Return every record below exactly as written.

(Records from a dataset)
[Start of Attachment]

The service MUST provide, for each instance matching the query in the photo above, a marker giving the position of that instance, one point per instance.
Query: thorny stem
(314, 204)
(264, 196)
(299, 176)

[End of Attachment]

Solution for this task:
The service MUST provide, for each instance matching the query in the photo above, a marker giving the position of that instance, one point per instance.
Query: thorny stem
(314, 204)
(264, 196)
(299, 176)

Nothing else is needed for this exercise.